Input for this task:
>>>>>
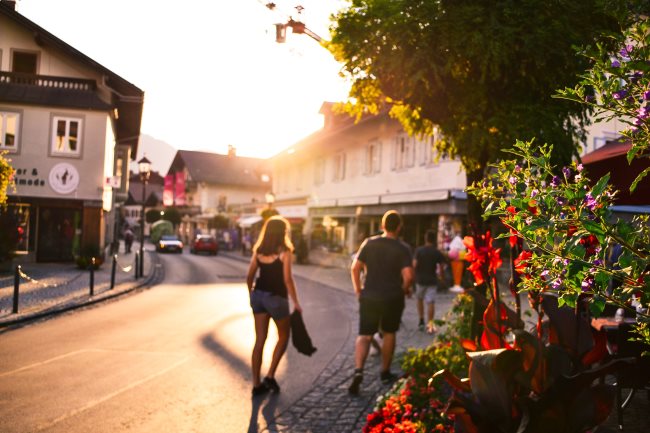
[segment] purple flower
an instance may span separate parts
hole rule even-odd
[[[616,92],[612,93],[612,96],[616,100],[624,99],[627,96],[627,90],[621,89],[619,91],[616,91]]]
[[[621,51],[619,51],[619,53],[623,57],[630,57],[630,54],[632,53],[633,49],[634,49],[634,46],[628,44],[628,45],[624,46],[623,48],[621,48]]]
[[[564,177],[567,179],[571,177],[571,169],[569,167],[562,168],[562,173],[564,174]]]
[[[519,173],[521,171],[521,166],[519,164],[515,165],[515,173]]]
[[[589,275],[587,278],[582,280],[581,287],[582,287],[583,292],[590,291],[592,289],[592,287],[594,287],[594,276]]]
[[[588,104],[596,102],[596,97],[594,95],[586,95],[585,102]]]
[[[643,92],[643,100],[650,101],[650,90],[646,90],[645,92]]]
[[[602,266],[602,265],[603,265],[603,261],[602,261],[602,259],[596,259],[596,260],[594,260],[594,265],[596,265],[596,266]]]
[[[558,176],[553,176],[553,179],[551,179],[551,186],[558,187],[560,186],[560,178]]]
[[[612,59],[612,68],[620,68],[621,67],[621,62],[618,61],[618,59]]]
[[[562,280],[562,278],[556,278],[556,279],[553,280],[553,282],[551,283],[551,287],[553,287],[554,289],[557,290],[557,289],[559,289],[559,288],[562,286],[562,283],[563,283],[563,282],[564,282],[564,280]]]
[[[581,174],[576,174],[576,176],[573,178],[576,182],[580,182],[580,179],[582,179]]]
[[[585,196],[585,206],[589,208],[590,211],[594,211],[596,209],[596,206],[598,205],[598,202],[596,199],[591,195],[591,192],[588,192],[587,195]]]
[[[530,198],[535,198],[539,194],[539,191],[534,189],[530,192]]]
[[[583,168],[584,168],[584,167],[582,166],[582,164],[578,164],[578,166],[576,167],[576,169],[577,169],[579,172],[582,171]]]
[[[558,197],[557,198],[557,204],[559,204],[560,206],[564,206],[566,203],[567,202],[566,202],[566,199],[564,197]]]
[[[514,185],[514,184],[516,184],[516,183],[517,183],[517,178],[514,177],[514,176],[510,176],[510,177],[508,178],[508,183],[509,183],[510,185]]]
<<<<<
>>>>>
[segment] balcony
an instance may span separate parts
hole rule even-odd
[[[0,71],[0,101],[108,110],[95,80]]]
<<<<<
>>>>>
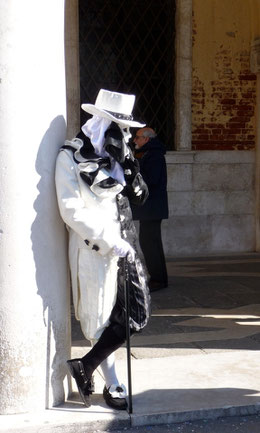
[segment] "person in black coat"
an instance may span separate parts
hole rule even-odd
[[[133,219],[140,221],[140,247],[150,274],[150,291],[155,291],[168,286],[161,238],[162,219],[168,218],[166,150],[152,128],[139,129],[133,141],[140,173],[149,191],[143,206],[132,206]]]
<<<<<
Aim of the exercise: Where does the string "segment" appear in the records above? Show every line that holds it.

Expected output:
[segment] purple flower
[segment] balcony
[segment] "person in black coat"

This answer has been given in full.